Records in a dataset
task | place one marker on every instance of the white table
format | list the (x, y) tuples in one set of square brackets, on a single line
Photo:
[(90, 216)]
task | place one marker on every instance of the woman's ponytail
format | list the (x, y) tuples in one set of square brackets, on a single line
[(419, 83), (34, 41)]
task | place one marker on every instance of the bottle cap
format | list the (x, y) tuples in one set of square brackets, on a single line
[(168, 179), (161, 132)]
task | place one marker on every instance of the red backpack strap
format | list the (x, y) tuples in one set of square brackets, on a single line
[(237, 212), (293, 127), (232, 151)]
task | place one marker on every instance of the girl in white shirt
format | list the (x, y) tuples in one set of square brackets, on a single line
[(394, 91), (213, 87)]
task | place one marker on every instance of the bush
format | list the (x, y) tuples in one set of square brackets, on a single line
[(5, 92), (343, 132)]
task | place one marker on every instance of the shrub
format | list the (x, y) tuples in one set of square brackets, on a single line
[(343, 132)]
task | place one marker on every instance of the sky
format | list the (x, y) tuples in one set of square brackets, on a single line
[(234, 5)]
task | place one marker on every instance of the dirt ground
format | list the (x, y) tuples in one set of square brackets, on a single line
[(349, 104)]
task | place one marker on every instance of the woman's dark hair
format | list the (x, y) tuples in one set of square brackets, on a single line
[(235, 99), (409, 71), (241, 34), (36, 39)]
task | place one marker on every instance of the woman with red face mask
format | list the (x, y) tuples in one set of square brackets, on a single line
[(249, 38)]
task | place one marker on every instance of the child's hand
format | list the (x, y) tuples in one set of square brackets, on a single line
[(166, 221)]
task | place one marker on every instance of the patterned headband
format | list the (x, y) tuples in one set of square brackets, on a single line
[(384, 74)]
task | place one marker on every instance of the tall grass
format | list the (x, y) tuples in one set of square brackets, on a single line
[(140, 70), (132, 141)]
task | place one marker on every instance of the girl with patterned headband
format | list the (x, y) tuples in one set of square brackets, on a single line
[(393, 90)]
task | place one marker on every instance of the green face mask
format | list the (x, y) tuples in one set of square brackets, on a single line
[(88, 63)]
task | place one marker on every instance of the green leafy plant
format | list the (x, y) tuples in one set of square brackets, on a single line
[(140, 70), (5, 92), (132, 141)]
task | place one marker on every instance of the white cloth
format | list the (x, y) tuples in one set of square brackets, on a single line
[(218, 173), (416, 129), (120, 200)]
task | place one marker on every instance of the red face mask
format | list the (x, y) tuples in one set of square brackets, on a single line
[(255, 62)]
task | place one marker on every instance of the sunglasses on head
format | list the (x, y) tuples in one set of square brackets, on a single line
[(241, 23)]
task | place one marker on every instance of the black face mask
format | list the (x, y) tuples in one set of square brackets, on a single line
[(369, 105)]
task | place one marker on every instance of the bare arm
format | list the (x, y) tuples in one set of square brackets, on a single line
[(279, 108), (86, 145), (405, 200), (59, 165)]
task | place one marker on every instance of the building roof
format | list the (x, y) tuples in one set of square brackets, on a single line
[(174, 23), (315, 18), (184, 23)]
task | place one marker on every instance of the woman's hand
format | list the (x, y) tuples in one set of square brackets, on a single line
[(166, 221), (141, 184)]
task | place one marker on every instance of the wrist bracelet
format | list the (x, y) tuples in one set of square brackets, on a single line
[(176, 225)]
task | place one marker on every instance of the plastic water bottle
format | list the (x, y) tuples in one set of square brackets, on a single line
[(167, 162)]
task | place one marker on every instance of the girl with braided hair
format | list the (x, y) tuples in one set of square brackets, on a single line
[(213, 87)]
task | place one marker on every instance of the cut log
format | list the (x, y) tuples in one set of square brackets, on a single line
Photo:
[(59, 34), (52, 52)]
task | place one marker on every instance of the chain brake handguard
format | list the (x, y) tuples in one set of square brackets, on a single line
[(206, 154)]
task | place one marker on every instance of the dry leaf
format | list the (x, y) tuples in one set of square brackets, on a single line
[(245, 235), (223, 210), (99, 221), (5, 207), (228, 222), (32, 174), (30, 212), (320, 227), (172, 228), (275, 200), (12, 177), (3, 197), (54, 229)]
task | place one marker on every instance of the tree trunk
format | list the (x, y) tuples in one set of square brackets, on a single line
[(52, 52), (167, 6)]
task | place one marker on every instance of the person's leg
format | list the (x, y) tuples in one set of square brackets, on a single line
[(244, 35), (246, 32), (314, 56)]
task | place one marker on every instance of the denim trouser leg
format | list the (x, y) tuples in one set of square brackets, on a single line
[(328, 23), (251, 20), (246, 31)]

_WORK TO COMPLETE_
Present everything in the listing from the line containing "task | place one marker on every instance of the plastic" down to the line containing "[(59, 34), (52, 52)]", both included, as a numbered list with any blank lines omitted.

_SOLUTION FOR THIS EXERCISE_
1. task | place one marker on every instance of the plastic water bottle
2. format | list the (x, y) tuples in one set of square brackets, on a single line
3. [(167, 162)]
4. task | place one marker on every instance of the girl with braided hair
5. format | list the (x, y) tuples in one set of square brackets, on a single line
6. [(213, 87)]
7. task | place one marker on every instance of the cut log
8. format | list the (x, y) tuples in one set of square brackets, on a single line
9. Photo:
10. [(59, 34), (52, 52)]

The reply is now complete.